(Location identification items)
────────────────────────────────────────

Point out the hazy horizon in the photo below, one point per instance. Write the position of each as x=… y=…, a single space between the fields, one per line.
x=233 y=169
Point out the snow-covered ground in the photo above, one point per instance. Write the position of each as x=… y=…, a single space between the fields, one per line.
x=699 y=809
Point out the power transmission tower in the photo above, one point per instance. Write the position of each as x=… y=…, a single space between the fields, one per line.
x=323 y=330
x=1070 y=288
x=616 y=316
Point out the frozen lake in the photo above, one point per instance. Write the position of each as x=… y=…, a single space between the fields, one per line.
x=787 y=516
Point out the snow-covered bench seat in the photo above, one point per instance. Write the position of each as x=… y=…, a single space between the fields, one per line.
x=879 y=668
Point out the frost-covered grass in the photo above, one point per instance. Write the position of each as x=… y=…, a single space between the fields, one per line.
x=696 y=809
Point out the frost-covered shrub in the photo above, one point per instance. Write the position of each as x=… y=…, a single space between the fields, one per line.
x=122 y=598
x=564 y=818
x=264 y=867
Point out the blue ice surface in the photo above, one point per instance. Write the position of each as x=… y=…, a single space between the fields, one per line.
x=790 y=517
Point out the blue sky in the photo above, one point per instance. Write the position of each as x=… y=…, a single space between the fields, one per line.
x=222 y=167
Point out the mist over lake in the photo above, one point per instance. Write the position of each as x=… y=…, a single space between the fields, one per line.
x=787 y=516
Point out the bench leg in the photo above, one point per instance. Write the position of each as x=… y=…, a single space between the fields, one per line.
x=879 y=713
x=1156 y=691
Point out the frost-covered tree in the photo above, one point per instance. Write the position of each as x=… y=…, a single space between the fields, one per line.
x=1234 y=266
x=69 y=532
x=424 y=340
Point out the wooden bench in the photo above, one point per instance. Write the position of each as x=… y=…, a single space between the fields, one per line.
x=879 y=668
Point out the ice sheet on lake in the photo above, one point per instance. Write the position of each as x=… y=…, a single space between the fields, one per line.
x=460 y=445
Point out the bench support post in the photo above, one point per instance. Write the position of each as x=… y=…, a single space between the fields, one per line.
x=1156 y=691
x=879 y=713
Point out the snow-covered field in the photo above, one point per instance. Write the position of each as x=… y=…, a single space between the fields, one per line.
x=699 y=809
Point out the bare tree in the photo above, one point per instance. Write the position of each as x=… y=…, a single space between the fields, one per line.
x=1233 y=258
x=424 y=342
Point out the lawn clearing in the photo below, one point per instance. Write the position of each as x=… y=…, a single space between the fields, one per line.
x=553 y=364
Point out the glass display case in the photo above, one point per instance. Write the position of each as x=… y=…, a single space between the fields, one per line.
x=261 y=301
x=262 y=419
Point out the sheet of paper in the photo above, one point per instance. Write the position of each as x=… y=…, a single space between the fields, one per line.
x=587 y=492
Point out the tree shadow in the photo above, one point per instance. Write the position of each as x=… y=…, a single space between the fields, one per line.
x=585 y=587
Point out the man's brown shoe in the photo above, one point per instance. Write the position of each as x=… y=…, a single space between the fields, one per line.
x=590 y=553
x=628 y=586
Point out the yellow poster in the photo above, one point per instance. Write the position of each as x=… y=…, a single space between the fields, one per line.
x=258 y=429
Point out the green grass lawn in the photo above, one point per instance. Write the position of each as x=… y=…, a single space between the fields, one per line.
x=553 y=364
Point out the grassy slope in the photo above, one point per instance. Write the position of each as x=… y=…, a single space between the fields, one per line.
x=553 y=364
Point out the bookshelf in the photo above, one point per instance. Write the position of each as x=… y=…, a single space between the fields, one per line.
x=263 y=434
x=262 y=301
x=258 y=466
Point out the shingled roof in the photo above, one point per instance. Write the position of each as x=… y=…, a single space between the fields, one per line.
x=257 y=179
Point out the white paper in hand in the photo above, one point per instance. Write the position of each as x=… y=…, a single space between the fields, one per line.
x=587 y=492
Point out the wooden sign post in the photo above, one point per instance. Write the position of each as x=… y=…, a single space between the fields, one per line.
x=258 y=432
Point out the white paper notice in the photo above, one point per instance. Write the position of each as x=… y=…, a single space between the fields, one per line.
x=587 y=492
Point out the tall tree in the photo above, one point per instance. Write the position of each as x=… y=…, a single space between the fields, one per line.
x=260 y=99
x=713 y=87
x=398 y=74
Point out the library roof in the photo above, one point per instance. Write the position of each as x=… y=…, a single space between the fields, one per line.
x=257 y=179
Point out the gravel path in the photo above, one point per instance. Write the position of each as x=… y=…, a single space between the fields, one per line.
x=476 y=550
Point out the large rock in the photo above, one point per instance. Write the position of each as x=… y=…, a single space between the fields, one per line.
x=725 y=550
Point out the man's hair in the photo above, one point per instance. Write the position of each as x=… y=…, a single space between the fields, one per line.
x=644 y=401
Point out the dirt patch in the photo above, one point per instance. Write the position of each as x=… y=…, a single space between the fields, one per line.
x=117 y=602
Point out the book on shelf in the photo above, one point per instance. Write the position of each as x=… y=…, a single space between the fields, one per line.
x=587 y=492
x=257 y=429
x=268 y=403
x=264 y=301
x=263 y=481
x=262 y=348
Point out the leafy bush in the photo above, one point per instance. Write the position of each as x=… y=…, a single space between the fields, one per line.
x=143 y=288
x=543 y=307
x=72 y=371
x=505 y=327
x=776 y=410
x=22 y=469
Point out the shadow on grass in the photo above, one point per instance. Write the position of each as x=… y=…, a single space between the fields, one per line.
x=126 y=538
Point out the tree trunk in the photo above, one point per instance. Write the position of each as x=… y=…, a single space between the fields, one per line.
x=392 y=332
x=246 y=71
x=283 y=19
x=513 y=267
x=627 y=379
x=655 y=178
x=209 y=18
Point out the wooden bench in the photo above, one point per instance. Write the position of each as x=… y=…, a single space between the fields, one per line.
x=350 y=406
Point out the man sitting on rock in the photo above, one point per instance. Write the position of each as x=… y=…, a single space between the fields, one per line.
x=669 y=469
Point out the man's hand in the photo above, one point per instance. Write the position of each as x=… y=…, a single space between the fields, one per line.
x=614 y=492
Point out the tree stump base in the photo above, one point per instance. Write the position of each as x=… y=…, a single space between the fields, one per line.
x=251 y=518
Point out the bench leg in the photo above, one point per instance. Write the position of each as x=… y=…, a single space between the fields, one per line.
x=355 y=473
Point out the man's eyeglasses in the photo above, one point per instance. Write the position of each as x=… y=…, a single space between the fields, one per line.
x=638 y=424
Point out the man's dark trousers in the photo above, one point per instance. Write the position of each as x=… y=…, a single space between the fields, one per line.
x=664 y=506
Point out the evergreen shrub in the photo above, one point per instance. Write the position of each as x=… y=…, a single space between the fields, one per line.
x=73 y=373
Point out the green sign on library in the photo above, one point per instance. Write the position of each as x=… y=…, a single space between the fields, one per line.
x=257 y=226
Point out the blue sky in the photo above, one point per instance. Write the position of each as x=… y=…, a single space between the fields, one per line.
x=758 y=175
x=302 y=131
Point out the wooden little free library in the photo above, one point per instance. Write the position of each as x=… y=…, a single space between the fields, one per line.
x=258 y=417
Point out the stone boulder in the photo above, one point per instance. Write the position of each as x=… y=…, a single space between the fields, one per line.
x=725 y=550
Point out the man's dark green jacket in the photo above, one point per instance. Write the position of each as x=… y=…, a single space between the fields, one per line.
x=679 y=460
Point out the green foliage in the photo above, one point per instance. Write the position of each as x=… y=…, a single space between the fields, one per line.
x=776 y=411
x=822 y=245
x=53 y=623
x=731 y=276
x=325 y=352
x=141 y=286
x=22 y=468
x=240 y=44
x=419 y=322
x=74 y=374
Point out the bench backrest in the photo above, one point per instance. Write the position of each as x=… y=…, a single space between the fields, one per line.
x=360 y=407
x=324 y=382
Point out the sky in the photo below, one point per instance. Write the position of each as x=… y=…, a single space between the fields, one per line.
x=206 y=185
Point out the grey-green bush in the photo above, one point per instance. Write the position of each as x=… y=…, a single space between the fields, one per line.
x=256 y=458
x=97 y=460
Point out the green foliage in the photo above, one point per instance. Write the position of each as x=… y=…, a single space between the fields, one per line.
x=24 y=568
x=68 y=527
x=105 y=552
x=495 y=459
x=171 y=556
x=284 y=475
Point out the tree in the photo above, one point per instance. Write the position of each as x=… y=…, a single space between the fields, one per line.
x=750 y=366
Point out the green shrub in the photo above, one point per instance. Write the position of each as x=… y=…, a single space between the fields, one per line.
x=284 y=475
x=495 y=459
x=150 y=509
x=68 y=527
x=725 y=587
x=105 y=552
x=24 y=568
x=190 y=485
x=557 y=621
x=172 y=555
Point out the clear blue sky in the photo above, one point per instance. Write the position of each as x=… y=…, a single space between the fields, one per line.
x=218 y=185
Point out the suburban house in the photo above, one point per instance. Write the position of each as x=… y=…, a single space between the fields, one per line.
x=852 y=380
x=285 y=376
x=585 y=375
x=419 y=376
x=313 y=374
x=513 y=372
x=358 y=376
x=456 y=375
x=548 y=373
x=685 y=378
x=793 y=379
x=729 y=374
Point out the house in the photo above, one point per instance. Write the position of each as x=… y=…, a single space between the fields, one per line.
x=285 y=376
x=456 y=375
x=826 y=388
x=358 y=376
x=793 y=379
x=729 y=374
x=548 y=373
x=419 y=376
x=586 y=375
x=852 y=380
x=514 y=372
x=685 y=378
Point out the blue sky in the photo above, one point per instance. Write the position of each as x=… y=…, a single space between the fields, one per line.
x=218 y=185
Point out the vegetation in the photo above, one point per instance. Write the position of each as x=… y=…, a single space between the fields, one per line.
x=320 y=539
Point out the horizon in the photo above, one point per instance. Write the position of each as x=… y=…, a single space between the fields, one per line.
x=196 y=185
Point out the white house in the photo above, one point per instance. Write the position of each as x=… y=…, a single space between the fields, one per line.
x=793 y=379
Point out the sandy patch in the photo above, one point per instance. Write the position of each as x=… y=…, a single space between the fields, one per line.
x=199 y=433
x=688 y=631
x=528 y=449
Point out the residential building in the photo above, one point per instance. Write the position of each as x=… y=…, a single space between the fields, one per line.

────────────────────────────────────────

Give everything above from the line containing "Point out the leafy" down to the line containing "x=638 y=424", both included, as a Markdown table with the columns Row and Line, one row per line, skipping blank lines.

| Row | Line |
|---|---|
| 1 | Point out the leafy bush in the photo above, one point per instance. Write the position of each as x=… y=…, a single space between the fields, one per line. |
| 2 | x=143 y=288 |
| 3 | x=543 y=307 |
| 4 | x=72 y=371 |
| 5 | x=505 y=327 |
| 6 | x=776 y=410 |
| 7 | x=22 y=469 |
| 8 | Point out the shadow on grass in the photo above, one point per instance. Write the position of each as x=… y=…, a single space between the fields, one per line. |
| 9 | x=126 y=538 |
| 10 | Point out the tree trunk in the photo above, one point per instance. Write the position of each as x=… y=…, a single space between the fields, one per line. |
| 11 | x=392 y=332 |
| 12 | x=246 y=71 |
| 13 | x=283 y=19 |
| 14 | x=513 y=267 |
| 15 | x=627 y=379 |
| 16 | x=655 y=178 |
| 17 | x=209 y=18 |
| 18 | Point out the wooden bench in the photo above, one point per instance. Write the position of each as x=… y=…, a single space between the fields, one per line. |
| 19 | x=350 y=406 |
| 20 | Point out the man sitting on rock in the photo above, one point per instance. Write the position of each as x=… y=…, a single space between the fields, one per line. |
| 21 | x=669 y=469 |
| 22 | Point out the man's hand in the photo above, one point per instance. Write the position of each as x=… y=…, a single space between the fields, one per line. |
| 23 | x=614 y=492 |
| 24 | Point out the tree stump base in the photo above, one point per instance. Write the position of each as x=… y=…, a single space between the fields, one per line. |
| 25 | x=251 y=518 |
| 26 | Point out the bench leg in the photo above, one point per instance. Write the position of each as x=… y=…, a single space between the fields, one per line. |
| 27 | x=355 y=473 |
| 28 | Point out the man's eyeglasses in the photo above, one point per instance. Write the position of each as x=… y=…, a single space between the fields, one per line. |
| 29 | x=638 y=424 |